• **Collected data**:
* * *

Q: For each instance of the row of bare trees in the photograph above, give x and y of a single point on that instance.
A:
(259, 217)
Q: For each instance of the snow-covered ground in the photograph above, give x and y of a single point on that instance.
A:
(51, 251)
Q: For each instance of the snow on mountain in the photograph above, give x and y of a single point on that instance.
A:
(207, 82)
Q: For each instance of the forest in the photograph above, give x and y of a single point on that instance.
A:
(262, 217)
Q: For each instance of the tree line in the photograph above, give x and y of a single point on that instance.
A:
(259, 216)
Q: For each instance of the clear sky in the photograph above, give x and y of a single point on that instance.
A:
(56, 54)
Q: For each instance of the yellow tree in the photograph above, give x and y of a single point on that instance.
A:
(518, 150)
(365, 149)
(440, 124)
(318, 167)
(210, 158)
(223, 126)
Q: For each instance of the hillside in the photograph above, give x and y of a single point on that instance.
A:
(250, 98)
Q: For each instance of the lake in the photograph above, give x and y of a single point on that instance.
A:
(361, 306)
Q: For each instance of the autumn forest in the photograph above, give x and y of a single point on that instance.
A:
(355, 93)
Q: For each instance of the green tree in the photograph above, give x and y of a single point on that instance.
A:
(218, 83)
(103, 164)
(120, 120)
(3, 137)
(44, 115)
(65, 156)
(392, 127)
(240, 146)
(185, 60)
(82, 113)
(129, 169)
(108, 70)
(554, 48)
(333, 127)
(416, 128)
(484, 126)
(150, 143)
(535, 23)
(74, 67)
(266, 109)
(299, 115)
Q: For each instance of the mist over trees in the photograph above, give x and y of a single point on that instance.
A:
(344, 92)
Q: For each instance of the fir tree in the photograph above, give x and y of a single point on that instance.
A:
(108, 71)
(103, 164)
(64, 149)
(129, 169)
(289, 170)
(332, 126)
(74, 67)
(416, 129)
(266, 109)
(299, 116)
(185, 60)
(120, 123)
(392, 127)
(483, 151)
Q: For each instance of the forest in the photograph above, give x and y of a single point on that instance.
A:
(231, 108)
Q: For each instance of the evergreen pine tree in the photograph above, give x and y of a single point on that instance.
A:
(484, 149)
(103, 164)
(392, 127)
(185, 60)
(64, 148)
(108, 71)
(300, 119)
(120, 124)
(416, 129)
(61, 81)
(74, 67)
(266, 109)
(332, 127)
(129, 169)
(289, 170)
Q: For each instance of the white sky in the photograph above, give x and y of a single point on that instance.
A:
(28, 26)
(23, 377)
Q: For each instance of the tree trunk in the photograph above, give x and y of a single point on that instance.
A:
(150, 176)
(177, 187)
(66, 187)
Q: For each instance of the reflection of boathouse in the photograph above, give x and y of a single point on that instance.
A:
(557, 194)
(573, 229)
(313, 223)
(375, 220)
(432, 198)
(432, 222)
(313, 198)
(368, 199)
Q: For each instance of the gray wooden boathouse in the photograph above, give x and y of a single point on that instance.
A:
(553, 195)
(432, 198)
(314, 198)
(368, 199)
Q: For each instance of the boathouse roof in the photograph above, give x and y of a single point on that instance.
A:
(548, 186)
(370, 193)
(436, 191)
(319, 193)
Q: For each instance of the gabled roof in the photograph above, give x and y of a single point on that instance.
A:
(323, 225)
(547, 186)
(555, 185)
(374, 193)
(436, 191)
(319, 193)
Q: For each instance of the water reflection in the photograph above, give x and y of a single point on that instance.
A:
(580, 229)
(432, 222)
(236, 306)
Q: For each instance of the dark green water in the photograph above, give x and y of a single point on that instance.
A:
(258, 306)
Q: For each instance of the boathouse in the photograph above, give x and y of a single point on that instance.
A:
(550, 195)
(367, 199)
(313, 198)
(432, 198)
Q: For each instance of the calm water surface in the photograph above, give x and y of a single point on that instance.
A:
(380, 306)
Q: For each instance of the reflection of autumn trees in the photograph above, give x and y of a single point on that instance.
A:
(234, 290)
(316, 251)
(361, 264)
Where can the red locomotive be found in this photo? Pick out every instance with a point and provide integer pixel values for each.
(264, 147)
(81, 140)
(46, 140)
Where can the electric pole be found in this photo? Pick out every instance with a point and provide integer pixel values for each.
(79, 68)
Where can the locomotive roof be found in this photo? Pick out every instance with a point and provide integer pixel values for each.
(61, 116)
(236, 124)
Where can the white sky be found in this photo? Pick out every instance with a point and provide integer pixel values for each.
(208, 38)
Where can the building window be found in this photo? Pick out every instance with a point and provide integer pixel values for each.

* * *

For this exercise, transcribe all the records exactly.

• **Solved exercise**:
Q: For each instance of the row of bare trees in the photograph above, give x and y of a single point on that instance.
A:
(259, 217)
Q: For each instance of the snow-covered ground in the photograph above, give x and y of a single point on that instance.
A:
(51, 251)
Q: For each instance of the snow on mountain in the photograph above, give x and y of a single point on that instance.
A:
(207, 82)
Q: For each instance of the forest in the photograph above, give x and y of a single point on that instance.
A:
(262, 217)
Q: For each instance of the tree line in the photograph above, give x and y of a single point on that instance.
A:
(259, 216)
Q: For each instance of the clear sky in the photograph above, give x and y of a single point on that instance.
A:
(56, 54)
Q: For each instance of the yellow tree in the photograph above, give x and y of a single point on that instance.
A:
(518, 150)
(365, 149)
(440, 124)
(318, 167)
(210, 158)
(223, 126)
Q: For each instance of the hillside in the photograph above, give x and y of a single point on that instance.
A:
(250, 98)
Q: For each instance of the lake in the photograph above, give x and y of a single point on that instance.
A:
(361, 306)
Q: For each instance of the autumn forest in the photograph above, give x and y of a single point on that instance.
A:
(355, 93)
Q: For each instance of the green tree in the photograph above, give x and y of a single point on that instance.
A:
(218, 83)
(103, 164)
(120, 120)
(3, 137)
(44, 115)
(65, 156)
(392, 127)
(240, 146)
(185, 60)
(82, 113)
(129, 169)
(108, 70)
(554, 48)
(333, 127)
(416, 128)
(484, 126)
(150, 143)
(535, 23)
(74, 67)
(266, 109)
(299, 115)
Q: For each instance of the mist over trees in the photograph above, give x and y of a single point on that instance.
A:
(344, 92)
Q: For each instance of the fir tree in the photograph above, give x and y of a single point on that instance.
A:
(108, 71)
(103, 164)
(64, 149)
(129, 169)
(289, 170)
(332, 126)
(74, 67)
(416, 129)
(266, 109)
(299, 116)
(185, 60)
(120, 123)
(392, 127)
(483, 151)
Q: For each instance of the forest in the photograph above, give x and y of a single point on that instance.
A:
(231, 108)
Q: For each instance of the evergreen pine tree in the photograph above, give x and y of a single point on that instance.
A:
(484, 149)
(103, 164)
(392, 127)
(185, 60)
(64, 148)
(108, 71)
(300, 119)
(120, 124)
(416, 129)
(61, 81)
(74, 67)
(266, 109)
(332, 127)
(129, 169)
(289, 170)
Q: For each instance of the white sky in the photograph above, give x and y of a single point on that instance.
A:
(28, 26)
(23, 377)
Q: For each instance of the tree trunk in the photograph above, give x and y of a single point on that instance.
A:
(150, 176)
(177, 187)
(66, 187)
Q: For each instance of the reflection of boathouse in the photograph above, give x and y of a single point on that instance.
A:
(557, 194)
(573, 229)
(313, 223)
(375, 220)
(432, 198)
(432, 222)
(313, 198)
(368, 199)
Q: For each instance of the gray wooden boathouse in the photograph above, give x and y of a single point on that instance.
A:
(553, 195)
(432, 198)
(314, 198)
(368, 199)
Q: For each instance of the boathouse roof in the photograph above, give x and y of a single point on that instance.
A:
(548, 186)
(370, 193)
(436, 191)
(319, 193)
Q: For each instance of the gabled roof in the photograph above, give x and y of a single point on that instance.
A:
(323, 225)
(547, 186)
(555, 185)
(374, 193)
(436, 191)
(319, 193)
Q: For each instance of the water reflection in the photograph above, give x and y of a single point on that instance.
A:
(580, 229)
(432, 222)
(236, 306)
Q: For each instance of the dark green water in the photograph above, give x and y of a single point on that instance.
A:
(258, 306)
Q: For each instance of the boathouse in the photograph above, give x and y of a single point on that instance.
A:
(550, 195)
(367, 199)
(313, 198)
(432, 198)
Q: For each instance of the calm water surface in the photograph above, give x and y of a single point on that instance.
A:
(380, 306)
Q: For each instance of the reflection of autumn trees in the photograph above, give x and y of a single point on that instance.
A:
(234, 290)
(316, 251)
(361, 264)
Where can the red locomotive be found in this photo? Pick out every instance with a point and provide integer pixel values for each.
(264, 147)
(81, 140)
(46, 140)
Where can the electric pole be found in this photo? Pick out every instance with a point and provide integer pixel values for each.
(79, 68)
Where can the locomotive roof be found in this photo? Pick out every instance with a point and provide integer pixel values for each.
(61, 116)
(236, 124)
Where can the white sky be found in this photo? Pick out every instance with a point and provide integer pixel values for each.
(208, 38)
Where can the building window be found in this photo? Pick out every instance with a point and provide integer pixel values for each.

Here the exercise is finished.